** BEGIN Input records **

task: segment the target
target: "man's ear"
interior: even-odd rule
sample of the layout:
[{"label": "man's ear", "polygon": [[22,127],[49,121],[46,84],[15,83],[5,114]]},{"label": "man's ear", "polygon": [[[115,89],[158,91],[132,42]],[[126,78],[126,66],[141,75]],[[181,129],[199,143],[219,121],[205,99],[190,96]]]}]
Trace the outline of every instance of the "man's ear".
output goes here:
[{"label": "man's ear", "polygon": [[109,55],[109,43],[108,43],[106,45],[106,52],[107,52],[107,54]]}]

** END Input records **

Format every line of the records above as a Markdown table with two columns, Number and Content. Number each line in order and skip any blank lines.

The reply:
| Number | Content |
|---|---|
| 1 | task: segment the target |
| 2 | target: "man's ear" |
| 3 | interior: even-odd rule |
| 4 | sample of the layout: |
| 5 | [{"label": "man's ear", "polygon": [[22,127],[49,121],[46,84],[15,83],[5,114]]},{"label": "man's ear", "polygon": [[[115,89],[158,91],[132,42]],[[126,78],[126,66],[141,75]],[[181,129],[199,143],[219,121],[205,99],[190,96]]]}] |
| 6 | Trace the outline of every instance of the "man's ear". |
| 7 | output goes here: |
| 8 | [{"label": "man's ear", "polygon": [[109,55],[109,43],[108,43],[106,45],[106,52],[107,52],[107,54]]}] |